## Given problem
Return every line from the rows below that contains the word "wire".
— START OF Raw data —
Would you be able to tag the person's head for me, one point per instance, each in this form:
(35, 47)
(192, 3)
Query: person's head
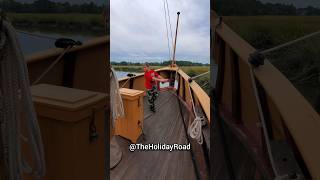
(146, 67)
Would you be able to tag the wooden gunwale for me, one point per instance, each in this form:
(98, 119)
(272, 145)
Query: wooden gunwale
(198, 92)
(302, 121)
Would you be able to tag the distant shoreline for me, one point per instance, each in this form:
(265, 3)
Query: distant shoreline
(58, 22)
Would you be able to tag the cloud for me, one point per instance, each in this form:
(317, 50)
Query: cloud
(138, 30)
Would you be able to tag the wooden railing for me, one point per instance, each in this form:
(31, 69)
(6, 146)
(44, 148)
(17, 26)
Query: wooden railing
(288, 114)
(83, 67)
(188, 93)
(200, 96)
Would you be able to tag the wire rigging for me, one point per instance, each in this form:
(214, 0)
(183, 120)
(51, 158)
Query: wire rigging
(169, 22)
(165, 16)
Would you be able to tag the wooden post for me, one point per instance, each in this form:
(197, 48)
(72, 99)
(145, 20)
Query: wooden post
(175, 42)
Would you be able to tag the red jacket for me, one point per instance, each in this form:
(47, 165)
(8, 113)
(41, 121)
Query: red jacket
(148, 78)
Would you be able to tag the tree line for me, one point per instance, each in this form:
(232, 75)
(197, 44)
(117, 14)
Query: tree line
(255, 7)
(164, 63)
(47, 6)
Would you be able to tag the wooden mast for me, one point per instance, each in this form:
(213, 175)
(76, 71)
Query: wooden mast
(175, 42)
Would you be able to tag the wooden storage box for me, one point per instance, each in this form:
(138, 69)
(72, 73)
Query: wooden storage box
(130, 126)
(65, 117)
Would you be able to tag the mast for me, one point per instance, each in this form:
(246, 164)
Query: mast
(175, 42)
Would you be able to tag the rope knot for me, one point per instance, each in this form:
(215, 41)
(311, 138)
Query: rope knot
(195, 129)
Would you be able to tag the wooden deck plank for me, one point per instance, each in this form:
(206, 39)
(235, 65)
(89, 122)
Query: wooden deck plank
(164, 126)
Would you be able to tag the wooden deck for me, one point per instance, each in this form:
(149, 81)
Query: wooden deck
(164, 126)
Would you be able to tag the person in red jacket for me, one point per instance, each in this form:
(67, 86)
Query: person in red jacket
(151, 83)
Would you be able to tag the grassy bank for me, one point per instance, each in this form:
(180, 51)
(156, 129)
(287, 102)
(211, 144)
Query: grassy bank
(190, 70)
(299, 62)
(72, 21)
(267, 31)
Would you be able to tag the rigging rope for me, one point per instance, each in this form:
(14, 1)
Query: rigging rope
(195, 128)
(116, 103)
(165, 16)
(169, 22)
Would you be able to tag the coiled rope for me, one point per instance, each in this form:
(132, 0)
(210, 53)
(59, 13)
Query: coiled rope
(17, 96)
(195, 128)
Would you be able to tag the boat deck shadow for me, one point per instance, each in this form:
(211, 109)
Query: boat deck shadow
(164, 126)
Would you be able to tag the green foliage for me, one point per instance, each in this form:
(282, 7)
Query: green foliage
(264, 32)
(255, 7)
(299, 62)
(47, 6)
(164, 63)
(54, 22)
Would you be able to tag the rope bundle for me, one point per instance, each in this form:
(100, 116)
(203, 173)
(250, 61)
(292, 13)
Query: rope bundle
(195, 129)
(117, 109)
(17, 110)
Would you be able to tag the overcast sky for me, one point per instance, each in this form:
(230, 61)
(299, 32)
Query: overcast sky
(138, 31)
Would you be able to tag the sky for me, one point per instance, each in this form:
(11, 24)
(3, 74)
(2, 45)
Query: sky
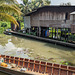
(57, 2)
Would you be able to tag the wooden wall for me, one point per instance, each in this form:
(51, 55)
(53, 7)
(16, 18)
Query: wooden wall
(47, 19)
(72, 28)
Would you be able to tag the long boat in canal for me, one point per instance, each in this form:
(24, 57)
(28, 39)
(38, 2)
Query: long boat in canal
(34, 67)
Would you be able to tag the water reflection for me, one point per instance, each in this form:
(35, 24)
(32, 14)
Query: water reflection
(36, 50)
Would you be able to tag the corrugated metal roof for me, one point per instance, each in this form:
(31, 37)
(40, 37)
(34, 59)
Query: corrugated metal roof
(53, 8)
(73, 13)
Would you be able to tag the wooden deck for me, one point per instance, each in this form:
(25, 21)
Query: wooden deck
(45, 39)
(35, 67)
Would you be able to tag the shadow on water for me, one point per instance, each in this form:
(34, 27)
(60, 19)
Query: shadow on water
(61, 47)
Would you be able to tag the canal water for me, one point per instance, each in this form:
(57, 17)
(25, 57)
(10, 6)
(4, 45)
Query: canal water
(33, 49)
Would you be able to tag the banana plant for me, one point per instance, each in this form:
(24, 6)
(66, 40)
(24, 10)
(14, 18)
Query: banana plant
(7, 9)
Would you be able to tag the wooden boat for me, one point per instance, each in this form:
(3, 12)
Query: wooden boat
(35, 67)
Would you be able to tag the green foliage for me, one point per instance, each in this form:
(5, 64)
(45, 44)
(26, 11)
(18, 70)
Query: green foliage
(29, 6)
(3, 26)
(7, 9)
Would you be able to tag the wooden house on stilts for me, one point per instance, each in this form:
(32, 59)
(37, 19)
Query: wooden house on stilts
(51, 21)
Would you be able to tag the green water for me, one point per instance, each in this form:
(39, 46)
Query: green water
(36, 49)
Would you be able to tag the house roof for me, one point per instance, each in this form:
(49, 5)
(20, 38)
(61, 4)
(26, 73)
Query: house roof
(73, 13)
(53, 8)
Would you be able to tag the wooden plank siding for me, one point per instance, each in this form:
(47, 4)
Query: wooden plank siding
(52, 16)
(72, 28)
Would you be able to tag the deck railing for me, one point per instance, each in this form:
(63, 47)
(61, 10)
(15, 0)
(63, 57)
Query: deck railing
(39, 66)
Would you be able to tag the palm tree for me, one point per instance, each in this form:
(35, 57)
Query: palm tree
(29, 6)
(7, 9)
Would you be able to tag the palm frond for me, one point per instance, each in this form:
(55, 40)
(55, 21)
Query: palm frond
(9, 1)
(5, 8)
(7, 17)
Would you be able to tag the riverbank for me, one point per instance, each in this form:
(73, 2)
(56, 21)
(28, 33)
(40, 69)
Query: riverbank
(44, 39)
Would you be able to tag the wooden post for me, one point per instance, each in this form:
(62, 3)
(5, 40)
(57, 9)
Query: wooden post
(46, 67)
(67, 70)
(19, 62)
(65, 33)
(9, 59)
(39, 31)
(5, 59)
(28, 64)
(55, 32)
(23, 62)
(52, 69)
(60, 33)
(34, 66)
(39, 66)
(59, 69)
(14, 60)
(52, 32)
(29, 30)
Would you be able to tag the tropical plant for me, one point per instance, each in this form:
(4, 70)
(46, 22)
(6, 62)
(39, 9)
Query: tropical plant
(4, 25)
(29, 6)
(7, 9)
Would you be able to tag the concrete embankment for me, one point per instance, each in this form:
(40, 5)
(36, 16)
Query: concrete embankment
(45, 39)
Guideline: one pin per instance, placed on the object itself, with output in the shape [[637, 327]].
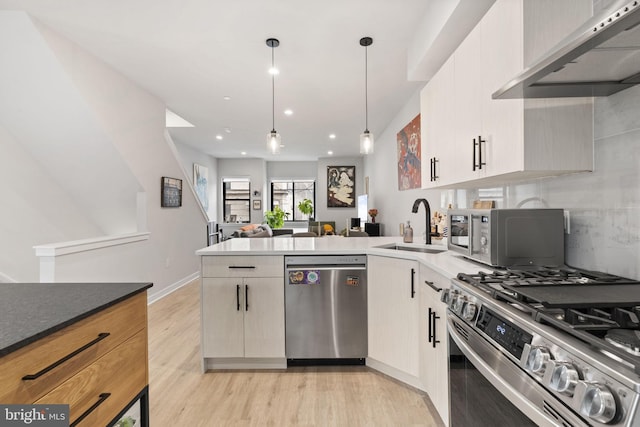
— END OF Raw data —
## Exercise result
Would you be able to tag the wire rigging for me, one point per instance, each in this form:
Query: wire rigging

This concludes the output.